[DATA SHOWN — start]

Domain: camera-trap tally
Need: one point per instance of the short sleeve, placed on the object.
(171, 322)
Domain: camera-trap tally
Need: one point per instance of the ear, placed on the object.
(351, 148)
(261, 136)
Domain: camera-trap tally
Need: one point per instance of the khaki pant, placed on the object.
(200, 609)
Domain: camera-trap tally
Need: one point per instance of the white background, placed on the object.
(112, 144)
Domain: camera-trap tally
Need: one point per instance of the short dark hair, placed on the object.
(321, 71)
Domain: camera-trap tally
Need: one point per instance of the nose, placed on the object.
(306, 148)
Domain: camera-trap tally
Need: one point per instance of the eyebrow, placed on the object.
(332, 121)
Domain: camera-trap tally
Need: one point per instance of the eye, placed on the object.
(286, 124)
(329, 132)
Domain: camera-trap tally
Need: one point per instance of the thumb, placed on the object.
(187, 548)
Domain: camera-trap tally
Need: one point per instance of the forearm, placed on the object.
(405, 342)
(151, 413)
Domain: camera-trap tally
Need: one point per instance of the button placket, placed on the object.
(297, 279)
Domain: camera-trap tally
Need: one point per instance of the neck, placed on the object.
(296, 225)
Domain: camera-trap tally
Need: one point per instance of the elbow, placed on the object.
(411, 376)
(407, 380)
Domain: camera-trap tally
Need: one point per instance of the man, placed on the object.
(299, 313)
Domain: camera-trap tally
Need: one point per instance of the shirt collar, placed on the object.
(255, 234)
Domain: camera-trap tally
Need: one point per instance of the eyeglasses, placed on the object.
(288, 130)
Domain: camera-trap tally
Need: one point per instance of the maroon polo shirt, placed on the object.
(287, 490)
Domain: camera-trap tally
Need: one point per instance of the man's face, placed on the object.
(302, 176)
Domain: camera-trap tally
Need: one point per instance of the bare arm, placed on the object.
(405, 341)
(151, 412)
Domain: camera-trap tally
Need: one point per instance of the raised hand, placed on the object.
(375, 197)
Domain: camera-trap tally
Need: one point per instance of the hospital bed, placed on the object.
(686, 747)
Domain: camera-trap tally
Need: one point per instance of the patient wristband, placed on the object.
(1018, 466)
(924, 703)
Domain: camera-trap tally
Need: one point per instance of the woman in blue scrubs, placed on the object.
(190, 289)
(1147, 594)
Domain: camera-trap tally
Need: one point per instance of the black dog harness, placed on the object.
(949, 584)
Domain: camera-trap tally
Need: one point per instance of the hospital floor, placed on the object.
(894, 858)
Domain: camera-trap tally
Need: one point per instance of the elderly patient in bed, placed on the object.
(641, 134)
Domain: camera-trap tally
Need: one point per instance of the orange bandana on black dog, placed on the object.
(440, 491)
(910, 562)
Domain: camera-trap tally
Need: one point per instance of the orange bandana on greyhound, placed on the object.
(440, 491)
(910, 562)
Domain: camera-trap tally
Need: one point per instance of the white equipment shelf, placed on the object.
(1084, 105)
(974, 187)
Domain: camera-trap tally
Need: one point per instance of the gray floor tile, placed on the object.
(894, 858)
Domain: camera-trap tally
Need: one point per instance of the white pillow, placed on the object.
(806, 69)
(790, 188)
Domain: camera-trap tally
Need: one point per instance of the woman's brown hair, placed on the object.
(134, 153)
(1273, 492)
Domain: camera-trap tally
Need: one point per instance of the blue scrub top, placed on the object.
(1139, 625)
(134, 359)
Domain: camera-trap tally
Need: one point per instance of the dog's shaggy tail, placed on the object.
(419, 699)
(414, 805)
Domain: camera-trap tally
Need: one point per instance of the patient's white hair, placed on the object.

[DATA SHOWN — finish]

--- INSTRUCTIONS FOR THE TASK ---
This exercise calls for every record to be restated word for word.

--- RESPONSE ---
Domain: camera-trap tally
Need: one point per instance of the short sleeve, placed on the object.
(171, 322)
Domain: camera-trap tally
Need: one point per instance of the ear, placed on the object.
(351, 148)
(261, 136)
Domain: camera-trap tally
Need: one point per instance of the khaki pant, placed on the object.
(200, 609)
Domain: camera-trap tally
Need: one point per instance of the white background, placed on the object.
(112, 144)
Domain: camera-trap tally
Need: one point per instance of the short dark hair, placed on the object.
(321, 71)
Domain: camera-trap tally
Need: one point per instance of the nose, placed on the object.
(306, 148)
Domain: camera-trap tally
Need: one point per instance of the eyebrow, placed on the object.
(332, 121)
Domain: camera-trap tally
Need: one point per instance of the eye, placed on the object.
(286, 124)
(329, 132)
Domain: camera-trap tally
Need: one point per instance of the thumb, placed on the object.
(187, 548)
Domain: camera-trap tally
Need: one point per instance of the forearm, placed on the object.
(405, 342)
(151, 413)
Domain: camera-trap tally
Need: one point per instance of the button placket, placed on the object.
(297, 279)
Domain: camera-trap tally
Need: one point per instance of the neck, placed on the object.
(296, 225)
Domain: camera-trap tally
Need: one point per instance of the elbow, placed on the object.
(411, 376)
(407, 380)
Domain: camera-trap tally
Need: one point per instance of the man, placed on the object.
(299, 313)
Domain: camera-trap tally
Need: one point per instance of the shirt collar, placed on the object.
(255, 234)
Domain: camera-trap tally
Need: one point per instance of the eyeglasses, placed on the object.
(288, 130)
Domain: camera-trap tally
Need: one point per instance of the maroon polo shirt, placed on the object.
(287, 490)
Domain: camera-trap tally
Need: one point per instance of the man's face, placed on the object.
(302, 176)
Domain: camera-trap tally
Need: one point per instance of the bare arm, placed on the object.
(405, 341)
(151, 412)
Domain: camera-trap tally
Need: one point per instance of the raised hand, placed on the object.
(375, 197)
Domain: camera-trap tally
Need: one point per instance of the hospital bed, placed on the object.
(686, 747)
Domain: camera-trap tally
Need: one point per instance of the patient wristband, placed on the object.
(1018, 466)
(924, 703)
Domain: camera-trap tally
Need: one point per instance of the woman in blue scrubs, placed on the object.
(190, 289)
(1147, 594)
Domain: camera-trap tally
Need: one point per instance of the black dog harness, placed on the object.
(949, 584)
Domain: camera-trap tally
Need: one point per instance of the hospital floor, placed on the object.
(894, 858)
Domain: camera-trap tally
Need: one point per instance of the elderly patient in bed, placed on the object.
(641, 134)
Domain: camera-trap tally
Need: one point per instance of the orange bandana on black dog, placed on the object.
(440, 491)
(910, 562)
Domain: camera-trap tally
Need: one point per instance of the orange bandana on greyhound, placed on the object.
(440, 491)
(910, 562)
Domain: camera-trap tally
Need: one point per instance of the white equipment shelf, placed on the object.
(1084, 105)
(974, 187)
Domain: camera-trap tally
Need: one point per instance of the gray floor tile, placed on the object.
(894, 858)
Domain: camera-trap tally
Need: one point per instance of the white pillow, placed on the object.
(806, 69)
(790, 188)
Domain: camera-trap tally
Need: one point per instance of the woman's brown hair, placed on the object.
(134, 153)
(1273, 492)
Domain: camera-trap tally
Need: one point per instance of the blue scrub top, placed on the object.
(1139, 625)
(134, 359)
Domain: camera-trap tally
Need: one point per instance of the dog's shaggy tail, placed on the object.
(419, 699)
(414, 805)
Domain: camera-trap tally
Need: one point per instance of the patient's white hair, placed on the object.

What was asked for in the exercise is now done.